Give the records again exactly. Pictures do not belong in the copy.

EXERCISE DATA>
↓↓↓
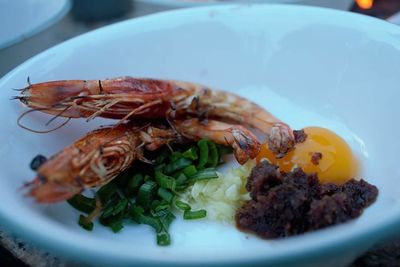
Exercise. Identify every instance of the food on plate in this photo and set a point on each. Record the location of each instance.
(130, 98)
(284, 204)
(162, 153)
(319, 151)
(101, 155)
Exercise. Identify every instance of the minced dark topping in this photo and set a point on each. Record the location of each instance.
(316, 157)
(286, 204)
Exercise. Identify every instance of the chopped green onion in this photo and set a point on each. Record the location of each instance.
(209, 173)
(163, 238)
(224, 150)
(193, 215)
(165, 181)
(85, 223)
(120, 206)
(191, 153)
(106, 192)
(203, 146)
(181, 179)
(148, 178)
(177, 165)
(182, 205)
(165, 194)
(175, 156)
(146, 192)
(82, 203)
(213, 157)
(116, 226)
(162, 205)
(190, 170)
(166, 217)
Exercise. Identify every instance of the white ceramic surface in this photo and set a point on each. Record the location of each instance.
(309, 66)
(336, 4)
(21, 19)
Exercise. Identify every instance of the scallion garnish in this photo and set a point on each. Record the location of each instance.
(82, 203)
(85, 223)
(150, 196)
(182, 205)
(209, 173)
(146, 192)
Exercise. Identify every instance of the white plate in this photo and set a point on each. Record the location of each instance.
(309, 66)
(20, 19)
(337, 4)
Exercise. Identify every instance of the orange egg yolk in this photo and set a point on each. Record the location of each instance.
(336, 163)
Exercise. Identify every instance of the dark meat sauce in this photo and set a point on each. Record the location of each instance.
(286, 204)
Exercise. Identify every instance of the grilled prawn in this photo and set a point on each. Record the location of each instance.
(130, 98)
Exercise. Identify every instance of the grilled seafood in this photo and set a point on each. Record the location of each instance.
(130, 98)
(101, 155)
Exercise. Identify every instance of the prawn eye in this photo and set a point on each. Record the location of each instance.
(323, 152)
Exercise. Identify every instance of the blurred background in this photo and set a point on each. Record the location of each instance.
(31, 26)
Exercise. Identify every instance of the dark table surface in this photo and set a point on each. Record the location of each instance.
(384, 254)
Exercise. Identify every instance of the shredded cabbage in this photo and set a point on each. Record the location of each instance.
(220, 197)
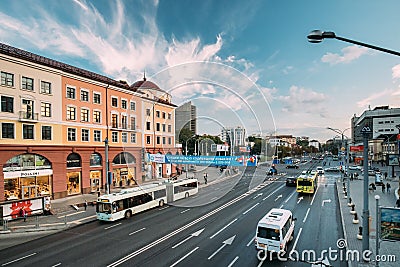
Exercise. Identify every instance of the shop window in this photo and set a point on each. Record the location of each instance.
(95, 160)
(73, 160)
(73, 183)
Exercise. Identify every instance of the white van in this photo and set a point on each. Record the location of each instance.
(274, 231)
↑↑↑
RESPONSE TO THIS EXERCISE>
Exercise. Identify every instance of the food on plate in this photo and set a point on each. Record the location of each instance.
(130, 98)
(284, 204)
(162, 153)
(319, 151)
(101, 155)
Exercise. Identify every instance of the minced dark topping in this photo and set a point on each. Record the location of each instance.
(316, 157)
(286, 204)
Exercise. Identify every instance of the chopped green onion in this photo and set a point on each. Record the location of each instance.
(209, 173)
(163, 238)
(224, 150)
(193, 215)
(165, 181)
(85, 223)
(120, 206)
(191, 153)
(106, 192)
(203, 146)
(181, 179)
(148, 178)
(177, 165)
(182, 205)
(165, 194)
(175, 156)
(146, 192)
(82, 203)
(213, 157)
(116, 226)
(162, 205)
(190, 170)
(166, 217)
Exercise. Identify every instance of the white ceramic surface in this photo and set a point on each. Record the location of each instance.
(309, 66)
(336, 4)
(21, 19)
Exercise. Identify every instance of the scallion garnish in this photo and set a point on each. Record the location of each instance.
(82, 203)
(85, 223)
(150, 196)
(182, 205)
(209, 173)
(146, 192)
Exercise. Identify every instance of the white plate in this photo and set a point on each. Record the location of each instance.
(309, 66)
(20, 19)
(337, 4)
Exercise. Identify every instance of the orange egg yolk in this photo and set a point on each. Record the location of each instance.
(336, 163)
Exercise. Identify every instance of the dark meat sauce in this photo and set a point on each. Record the location of each instance.
(286, 204)
Exercise. Identify every instance of the grilled prawn in this photo and set a point on each. Record the location of each instance.
(130, 98)
Exercise. Identify every instance of the grilled seafood in this photo and set a point on each. Record the location of each instance.
(130, 98)
(101, 155)
Exercise. Identify every instance of the prawn eye in this photo and set a point on each. Record the location of each instance.
(323, 152)
Exercise. Identify every instance of the blurred background in this photo and set a point on each. Record the location of each instance.
(31, 26)
Exercise. Identify every instance of the dark table surface in this photo and set a point on each. Record the location of each instance.
(384, 254)
Exercise. Identify every instance of the shredded cabbage in this photo and set a point on each. Record the location of each instance.
(220, 197)
Exercise. Identify every instance of the shop window in this photo and set a point on each. Record the location of each instance.
(95, 160)
(73, 160)
(73, 183)
Exercise. Identify every instance of the white van in this photo and set a point on each. Record the location of each instance.
(274, 231)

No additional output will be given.